━━━ Texto ━━━

No meu blog, eu me coleciono, para o bem e para o mal. Como isso aqui é uma especie de retrato meu, não consigo levá-lo tão a sério. Publico o que me dá na veneta, sendo às vezes muito pessoal. Ou seja, os posts de foro íntimo seguirão. E a vida já está difícil, o gênero confessional já foi a regra deste blog. Os posts em que falava sobre meu umbigo já foram muito mais numerosos e vão continuar aqui e ali. Acho que já convivo com demasiada autocensura. Sabem onde há autocensura? Vou tentar explicar abaixo.

━━━ Dados fornecidos ━━━

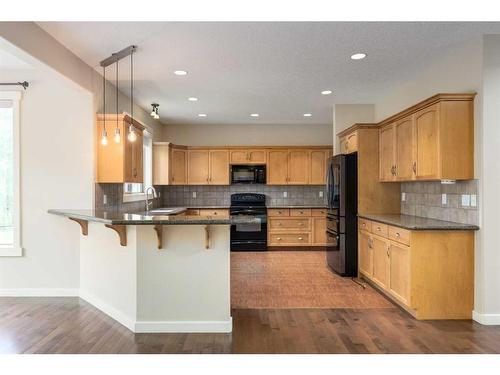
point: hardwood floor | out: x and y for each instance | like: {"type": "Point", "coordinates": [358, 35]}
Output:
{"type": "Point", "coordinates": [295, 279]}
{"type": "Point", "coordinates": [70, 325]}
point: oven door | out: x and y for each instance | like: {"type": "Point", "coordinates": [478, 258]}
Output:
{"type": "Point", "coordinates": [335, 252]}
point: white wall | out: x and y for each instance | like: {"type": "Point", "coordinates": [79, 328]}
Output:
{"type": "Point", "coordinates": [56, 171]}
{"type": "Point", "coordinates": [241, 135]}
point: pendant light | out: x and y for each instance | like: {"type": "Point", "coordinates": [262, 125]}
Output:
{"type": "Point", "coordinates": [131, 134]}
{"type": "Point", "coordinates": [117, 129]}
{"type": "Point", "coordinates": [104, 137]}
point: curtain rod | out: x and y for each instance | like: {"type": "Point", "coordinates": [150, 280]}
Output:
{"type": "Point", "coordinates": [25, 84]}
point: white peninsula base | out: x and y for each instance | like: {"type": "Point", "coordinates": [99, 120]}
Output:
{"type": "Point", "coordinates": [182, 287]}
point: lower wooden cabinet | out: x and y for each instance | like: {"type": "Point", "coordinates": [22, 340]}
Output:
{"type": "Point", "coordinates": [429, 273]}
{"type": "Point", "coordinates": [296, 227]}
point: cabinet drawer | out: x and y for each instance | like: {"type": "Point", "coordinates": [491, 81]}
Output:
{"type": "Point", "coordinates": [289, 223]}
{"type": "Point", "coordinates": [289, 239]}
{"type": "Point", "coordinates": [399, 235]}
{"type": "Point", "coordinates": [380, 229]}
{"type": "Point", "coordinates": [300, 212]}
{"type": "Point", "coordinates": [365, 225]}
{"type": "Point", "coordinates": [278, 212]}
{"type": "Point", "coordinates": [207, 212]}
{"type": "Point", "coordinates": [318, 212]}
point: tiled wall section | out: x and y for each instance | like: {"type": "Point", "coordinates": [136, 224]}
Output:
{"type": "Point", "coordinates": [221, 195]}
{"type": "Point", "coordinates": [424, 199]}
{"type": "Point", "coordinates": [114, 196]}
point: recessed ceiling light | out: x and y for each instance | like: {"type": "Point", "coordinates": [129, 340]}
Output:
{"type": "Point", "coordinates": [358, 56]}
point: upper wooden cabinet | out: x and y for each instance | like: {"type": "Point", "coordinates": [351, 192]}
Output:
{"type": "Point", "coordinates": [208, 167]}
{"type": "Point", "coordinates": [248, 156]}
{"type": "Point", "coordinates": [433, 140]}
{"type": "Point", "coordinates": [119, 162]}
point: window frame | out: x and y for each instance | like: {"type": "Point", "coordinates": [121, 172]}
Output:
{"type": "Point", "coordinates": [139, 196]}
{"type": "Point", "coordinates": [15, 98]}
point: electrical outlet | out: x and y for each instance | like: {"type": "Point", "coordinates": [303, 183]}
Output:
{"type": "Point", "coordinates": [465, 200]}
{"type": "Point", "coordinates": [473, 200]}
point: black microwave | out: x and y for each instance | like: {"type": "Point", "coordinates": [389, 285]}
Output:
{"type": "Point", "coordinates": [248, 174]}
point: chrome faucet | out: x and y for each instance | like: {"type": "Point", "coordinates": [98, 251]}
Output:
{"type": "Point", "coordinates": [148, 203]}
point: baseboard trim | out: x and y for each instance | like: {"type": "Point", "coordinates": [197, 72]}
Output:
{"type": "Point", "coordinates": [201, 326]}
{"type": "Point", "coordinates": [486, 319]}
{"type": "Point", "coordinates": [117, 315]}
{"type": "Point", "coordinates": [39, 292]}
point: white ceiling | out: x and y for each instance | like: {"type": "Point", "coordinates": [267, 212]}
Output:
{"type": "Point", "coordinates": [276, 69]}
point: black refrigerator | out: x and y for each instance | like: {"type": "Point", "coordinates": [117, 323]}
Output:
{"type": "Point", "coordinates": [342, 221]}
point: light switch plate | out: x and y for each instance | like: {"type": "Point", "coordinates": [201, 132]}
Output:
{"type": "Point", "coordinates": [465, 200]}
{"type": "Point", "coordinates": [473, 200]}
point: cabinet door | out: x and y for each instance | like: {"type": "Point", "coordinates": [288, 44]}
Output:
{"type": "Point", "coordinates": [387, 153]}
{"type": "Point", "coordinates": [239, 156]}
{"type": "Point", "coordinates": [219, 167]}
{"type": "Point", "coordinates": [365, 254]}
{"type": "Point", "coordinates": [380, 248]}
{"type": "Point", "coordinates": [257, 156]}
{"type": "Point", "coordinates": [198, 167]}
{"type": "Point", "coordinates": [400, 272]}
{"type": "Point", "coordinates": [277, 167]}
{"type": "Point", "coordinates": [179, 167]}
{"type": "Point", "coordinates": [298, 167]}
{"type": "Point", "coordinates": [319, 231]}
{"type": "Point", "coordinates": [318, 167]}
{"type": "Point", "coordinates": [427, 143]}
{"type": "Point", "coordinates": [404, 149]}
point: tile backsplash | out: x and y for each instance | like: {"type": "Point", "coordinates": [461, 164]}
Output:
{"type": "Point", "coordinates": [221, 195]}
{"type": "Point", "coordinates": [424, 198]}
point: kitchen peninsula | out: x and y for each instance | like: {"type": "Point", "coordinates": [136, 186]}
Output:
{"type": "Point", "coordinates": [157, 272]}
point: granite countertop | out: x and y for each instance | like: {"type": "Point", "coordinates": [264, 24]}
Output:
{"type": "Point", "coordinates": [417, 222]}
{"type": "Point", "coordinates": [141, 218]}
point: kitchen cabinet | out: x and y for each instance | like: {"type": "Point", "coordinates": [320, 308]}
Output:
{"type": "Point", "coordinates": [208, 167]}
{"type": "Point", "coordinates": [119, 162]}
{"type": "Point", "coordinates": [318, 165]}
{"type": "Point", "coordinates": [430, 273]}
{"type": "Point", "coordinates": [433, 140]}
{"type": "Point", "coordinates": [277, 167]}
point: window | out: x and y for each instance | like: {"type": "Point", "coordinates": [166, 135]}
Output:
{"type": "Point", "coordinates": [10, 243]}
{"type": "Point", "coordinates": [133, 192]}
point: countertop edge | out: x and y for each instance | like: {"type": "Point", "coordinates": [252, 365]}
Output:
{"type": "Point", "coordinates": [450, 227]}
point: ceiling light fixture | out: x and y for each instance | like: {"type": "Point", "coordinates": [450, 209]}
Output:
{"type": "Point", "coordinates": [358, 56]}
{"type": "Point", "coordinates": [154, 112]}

━━━

• **Tarefas a realizar**:
(1) Resuma em duas frases o texto sobre o blog.
(2) Dê continuidade ao texto sobre o blog a partir da última frase apresentada.

• **Respostas finais**:
(1) O blog funciona como uma espécie de retrato de quem escreve, que publica o que lhe dá na veneta e por isso não consegue levá-lo tão a sério. Os posts de foro íntimo, que já foram muito mais numerosos, vão continuar aqui e ali, porque quem escreve acha que já convive com demasiada autocensura.

(2)
autocensura

Como um dos editores do Sul21, não me sinto mais com toda aquela liberdade do passado. Não posso tirar sarro de forma escrachada de alguém que vamos entrevistar um dia, por exemplo. Os repórteres reclamariam de mim: Pô, Milton, o cara estava de má vontade por tua causa. Os assuntos políticos também ficaram mais raros, claro, pois há alguns assuntos que evito. Por exemplo, sabem que eu paguei R$ 11.257,00 para a Mônica Leal em 2014, por conta de uma publicação e de um juiz de direita? Isso intimida e gera mais autocensura. Tive de pagar porque era a única forma abrir o inventário de minha mãe. Só não pedi ressarcimento pelo Catarse porque uma amiga me prometeu fazer voltar cada centavo a meu bolso quando vencer outra ação.

Não gostaria de agregar mais autocensura e deixo para meu amigo dois poemas nos quais pensei enquanto escrevia.

Um de Drummond (os primeiros versos de Mundo Grande):

Não, meu coração não é maior que o mundo.
É muito menor.
Nele não cabem nem as minhas dores.
Por isso gosto tanto de me contar.
Por isso me dispo, por isso me grito,
por isso frequento os jornais, me exponho cruamente nas livrarias:
preciso de todos.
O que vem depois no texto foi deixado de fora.